## begin Document text

Josh Rouse - Leaving middle America behind

On my way to interview Josh Rouse, with his songs murmuring in my iPod, I wondered how best to ask the question that was really bothering me: Does this still matter?

Not "this" as in Josh Rouse, per se, or Nashville, his well-crafted new album, but "this" as in agreeably melancholy middle American sensitive singer-songwriter music. As in, folk-rock or indie-rock or alt-country or any of the other permutations of nice, smart, tuneful songs by nice, smart, tuneful writers, played on guitars and pianos and basses and drums, lovingly produced with nods to Brian Wilson or Owen Bradley or George Martin or Jerry Wexler or Berry Gordy or whatever the favored reference point happens to be.

I like a lot of this music, and I love some of it. But I love other music too, and increasingly it's that other music -- hip-hop and electronic music, but also the expanding world of digital reconfigurations (mash-ups and mixtapes and DJ sets), with its appetite for new sounds and its capacity for weaving together cultures and languages and past and present -- that rings bells. My favorite album of 2004 wasn't really an album at all; it was a mix by a British/Sri Lankan rapper and an American DJ that incorporated everything from crunk to the Bangles to Brazilian ghetto funk. The songs are great, but it's more than that: The music, the way it hopscotches genres, continents and decades, feels immediate, engaged and global. It makes even my favorite middle American music seem...too middle American. Limited. Parochial. And it makes me wonder if the present moment really lends itself to affable affluent Americans contemplating their latest heartbreak over one more set of tasteful arrangements and four-chord melodies.

## end Document text
## begin Information supplied

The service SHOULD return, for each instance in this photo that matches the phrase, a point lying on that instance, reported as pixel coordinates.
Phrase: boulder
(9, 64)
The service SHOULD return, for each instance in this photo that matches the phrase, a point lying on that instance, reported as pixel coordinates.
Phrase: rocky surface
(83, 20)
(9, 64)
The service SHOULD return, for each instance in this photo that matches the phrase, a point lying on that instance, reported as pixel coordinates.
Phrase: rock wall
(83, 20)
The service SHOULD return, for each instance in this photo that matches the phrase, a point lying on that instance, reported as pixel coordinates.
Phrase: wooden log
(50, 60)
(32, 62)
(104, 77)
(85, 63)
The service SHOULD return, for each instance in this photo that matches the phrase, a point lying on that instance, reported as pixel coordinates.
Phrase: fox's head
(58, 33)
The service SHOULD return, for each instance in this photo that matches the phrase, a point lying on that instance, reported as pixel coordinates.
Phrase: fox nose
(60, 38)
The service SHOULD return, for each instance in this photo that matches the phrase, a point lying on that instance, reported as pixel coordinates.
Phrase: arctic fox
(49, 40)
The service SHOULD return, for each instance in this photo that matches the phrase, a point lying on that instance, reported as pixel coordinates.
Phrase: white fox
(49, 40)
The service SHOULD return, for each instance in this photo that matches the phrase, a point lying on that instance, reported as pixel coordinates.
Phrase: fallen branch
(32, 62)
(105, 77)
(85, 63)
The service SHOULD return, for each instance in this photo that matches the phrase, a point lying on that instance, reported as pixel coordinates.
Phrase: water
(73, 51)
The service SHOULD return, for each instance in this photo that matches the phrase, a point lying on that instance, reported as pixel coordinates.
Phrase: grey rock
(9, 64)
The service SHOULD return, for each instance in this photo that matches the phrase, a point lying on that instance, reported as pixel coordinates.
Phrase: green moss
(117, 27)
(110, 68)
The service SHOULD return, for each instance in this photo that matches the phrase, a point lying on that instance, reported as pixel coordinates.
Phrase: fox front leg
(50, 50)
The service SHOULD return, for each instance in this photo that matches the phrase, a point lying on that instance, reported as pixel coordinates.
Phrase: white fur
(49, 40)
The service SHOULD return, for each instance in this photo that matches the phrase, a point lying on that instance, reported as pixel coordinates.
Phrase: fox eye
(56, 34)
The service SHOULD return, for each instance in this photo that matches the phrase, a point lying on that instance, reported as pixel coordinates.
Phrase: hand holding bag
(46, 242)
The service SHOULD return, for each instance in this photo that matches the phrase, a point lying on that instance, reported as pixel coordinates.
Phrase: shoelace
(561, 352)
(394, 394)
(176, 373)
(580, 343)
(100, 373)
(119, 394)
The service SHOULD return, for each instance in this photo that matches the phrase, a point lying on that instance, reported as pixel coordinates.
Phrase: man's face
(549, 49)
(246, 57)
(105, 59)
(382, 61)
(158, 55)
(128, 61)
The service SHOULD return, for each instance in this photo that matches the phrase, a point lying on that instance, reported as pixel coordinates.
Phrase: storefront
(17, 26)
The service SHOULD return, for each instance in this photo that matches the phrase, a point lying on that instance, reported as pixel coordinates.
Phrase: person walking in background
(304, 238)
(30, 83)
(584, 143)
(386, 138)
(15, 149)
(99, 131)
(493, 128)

## end Information supplied

## Description of the task
Carry the Josh Rouse essay forward from its final sentence. The entries were taken from a separate source.

## Result
It seemed like a reasonable question. But it makes its own set of assumptions about the music, and the people who make it and listen to it, and those assumptions don't necessarily reflect reality either. Take Josh Rouse, for instance.

The first place the easy pigeonholing of Rouse falters is in the simple matter of geography. Middle American he may be, but Rouse is, for the moment living far, far away. Last fall, he moved to Altea, a small town in the east of Spain. He enrolled in Spanish classes five days a week, and found a Spanish girlfriend.

"I had toured there last year and I really liked it a lot," he says, in an interview during a short stopover in New York after a holiday visit with his parents in the Midwest. He's wearing a gray sweater and matching corduroys, and his cropped, chopped hair makes him look considerably younger than the 33 he will turn this year. "I had a couple friends that were buying houses there, and the idea of it sounded really neat," he continues. Especially for a guy emerging from a divorce and looking to put some miles between himself and a city where he felt a little too familiar. He grimaces at the headline someone put on his new set of publicity materials -- "Rouse has run away from home" -- but doesn't deny that he's made a deliberate break with his recent past.

Which makes it either ironic or fitting, and maybe both, that his new album dwells in and on that past, starting with its title. Rouse didn't set out make a record about the place he lived for most of the last decade. During the recording sessions, he hadn't even decided what to call it. But returning from the west coast as he was finishing the disc, he heard the pilot say "We're landing in Nashville" and realized he wanted to pay some kind of tribute to the city.

"It was kind of where I was at, with living there for ten years and leaving," he says. "It was for all the people who live there and play music that's kind of outside Music Row or outside the commercial country thing -- kind of on the inside. The record is somewhat subtle and inside anyway, so I thought it was a nice name. And I always liked the name Nashville, I think it's an interesting name. I like the Robert Altman film. And it's kind of quirky, Nashville is a quirky place. So this represents a side of music you're not used to hearing."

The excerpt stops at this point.